Directions:
[a] According to the BayesianSARIMA documentation, what happens when the seasonal lags and the ARIMA lags overlap?
[b] Reproduce the passage of the BayesianSARIMA documentation between "Seasonal AutoRegressive Integrated" and "the build_statespace_graph method.", inclusive.

Text segment:
BayesianSARIMA

class pymc_experimental.statespace.models.BayesianSARIMA(order: Tuple[int, int, int], seasonal_order: Tuple[int, int, int, int] | None = None, stationary_initialization: bool = True, filter_type: str = 'standard', state_structure: str = 'fast', measurement_error: bool = False, verbose=True)

Seasonal AutoRegressive Integrated Moving Average with eXogenous regressors

Parameters:

• order (tuple(int, int, int)) –

  Order of the ARIMA process. The order has the notation (p, d, q), where p is the number of autoregressive lags, q is the number of moving average components, and d is order of integration – the number of differences needed to render the data stationary.

  If d > 0, the differences are modeled as components of the hidden state, and all available data can be used. This is only possible if state_structure = ‘fast’. For interpretable states, the user must manually difference the data prior to calling the build_statespace_graph method.

• seasonal_order (tuple(int, int, int, int), optional) –

  Seasonal order of the SARIMA process. The order has the notation (P, D, Q, S), where P is the number of seasonal lags to include, Q is the number of seasonal innovation lags to include, and D is the number of seasonal differences to perform. S is the length of the season.

  Seasonal terms are similar to ARIMA terms, in that they are merely lags of the data or innovations. It is thus possible for the seasonal lags and the ARIMA lags to overlap, for example if P <= p. In this case, an error will be raised.

• stationary_initialization (bool, default False) –

  If true, the initial state and initial state covariance will not be assigned priors. Instead, their steady state values will be used.

  Warning

  This option is very sensitive to the priors placed on the AR and MA parameters. If the model dynamics for a given sample are not stationary, sampling will fail with a “covariance is not positive semi-definite” error.

• filter_type (str, default "standard") – The type of Kalman Filter to use. Options are “standard”, “single”, “univariate”, “steady_state”, and “cholesky”. See the docs for kalman filters for more details.

• state_structure (str, default "fast") –

  How to represent the state-space system. Currently, there are two choices: “fast” or “interpretable”

  • ”fast” corresponds to the state space used by [2], and is called the “Harvey” representation in statsmodels.

Information supplied:
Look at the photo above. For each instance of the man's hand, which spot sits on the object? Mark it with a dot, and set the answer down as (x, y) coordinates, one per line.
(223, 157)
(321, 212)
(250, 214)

Solutions for each task:
[a] An error is raised.

[b]
Seasonal AutoRegressive Integrated Moving Average with eXogenous regressors

Parameters:

• order (tuple(int, int, int)) –

  Order of the ARIMA process. The order has the notation (p, d, q), where p is the number of autoregressive lags, q is the number of moving average components, and d is order of integration – the number of differences needed to render the data stationary.

  If d > 0, the differences are modeled as components of the hidden state, and all available data can be used. This is only possible if state_structure = ‘fast’. For interpretable states, the user must manually difference the data prior to calling the build_statespace_graph method.